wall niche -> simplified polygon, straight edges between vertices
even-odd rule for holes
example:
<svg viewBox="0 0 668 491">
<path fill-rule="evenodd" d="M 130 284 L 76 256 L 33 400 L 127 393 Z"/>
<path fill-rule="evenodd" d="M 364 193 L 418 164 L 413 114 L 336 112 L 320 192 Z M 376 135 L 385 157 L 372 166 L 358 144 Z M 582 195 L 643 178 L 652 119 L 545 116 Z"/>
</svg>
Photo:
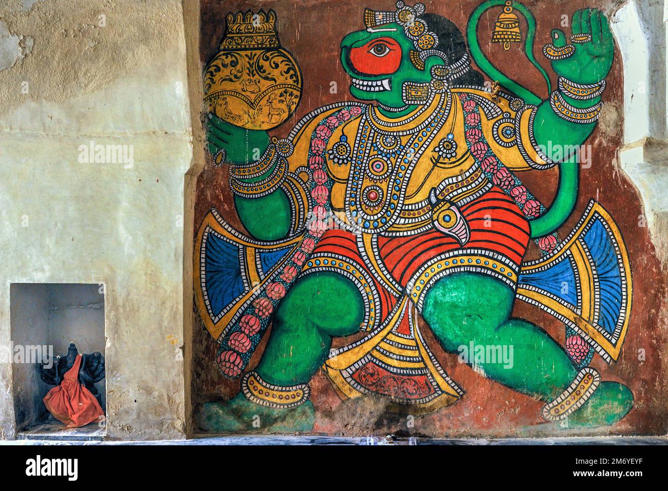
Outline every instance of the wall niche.
<svg viewBox="0 0 668 491">
<path fill-rule="evenodd" d="M 79 354 L 105 351 L 104 289 L 98 284 L 13 283 L 12 385 L 17 438 L 100 440 L 104 418 L 69 429 L 53 418 L 43 399 L 54 387 L 42 380 L 37 364 L 67 355 L 73 343 Z M 94 384 L 106 411 L 105 379 Z"/>
</svg>

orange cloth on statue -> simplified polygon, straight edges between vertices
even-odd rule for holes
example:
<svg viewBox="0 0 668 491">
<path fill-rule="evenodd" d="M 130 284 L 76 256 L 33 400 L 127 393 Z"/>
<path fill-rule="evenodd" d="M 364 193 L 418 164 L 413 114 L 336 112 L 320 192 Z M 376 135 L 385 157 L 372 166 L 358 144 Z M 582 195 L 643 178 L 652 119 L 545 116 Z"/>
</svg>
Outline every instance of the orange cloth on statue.
<svg viewBox="0 0 668 491">
<path fill-rule="evenodd" d="M 79 381 L 81 359 L 81 355 L 77 355 L 62 383 L 49 391 L 43 399 L 49 412 L 69 428 L 85 426 L 104 416 L 98 399 Z"/>
</svg>

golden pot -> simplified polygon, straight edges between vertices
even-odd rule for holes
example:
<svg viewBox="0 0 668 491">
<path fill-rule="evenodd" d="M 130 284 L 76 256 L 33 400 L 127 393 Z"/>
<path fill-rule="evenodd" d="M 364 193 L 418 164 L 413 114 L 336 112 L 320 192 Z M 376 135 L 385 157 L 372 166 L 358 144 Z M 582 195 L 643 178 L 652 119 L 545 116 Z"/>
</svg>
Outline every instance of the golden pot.
<svg viewBox="0 0 668 491">
<path fill-rule="evenodd" d="M 220 51 L 206 67 L 204 100 L 221 119 L 271 130 L 289 118 L 301 97 L 301 71 L 281 47 L 276 13 L 228 14 Z"/>
</svg>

• The task: Reproduce every line from the one holding "golden pot ->" through the end of the entries, inclusive, requests included, and multiply each number in the answers (the viewBox dimensions and polygon vertex coordinates) by 2.3, rounding to whole numbers with halves rounded up. Leave the numbers in the requests and in their format samples unchanged.

• Reply to the task:
golden pot -> simplified polygon, straight edges between vertices
even-odd rule for holes
example:
<svg viewBox="0 0 668 491">
<path fill-rule="evenodd" d="M 130 284 L 76 256 L 33 400 L 127 393 Z"/>
<path fill-rule="evenodd" d="M 364 193 L 418 164 L 413 114 L 336 112 L 320 192 Z M 376 135 L 385 157 L 372 166 L 358 144 Z M 582 195 L 643 178 L 652 119 L 545 116 Z"/>
</svg>
Outline every instance of the golden pot.
<svg viewBox="0 0 1536 1129">
<path fill-rule="evenodd" d="M 506 117 L 474 154 L 469 230 L 508 274 L 623 299 L 665 271 L 692 223 L 692 163 L 646 108 L 635 30 L 524 32 Z"/>
</svg>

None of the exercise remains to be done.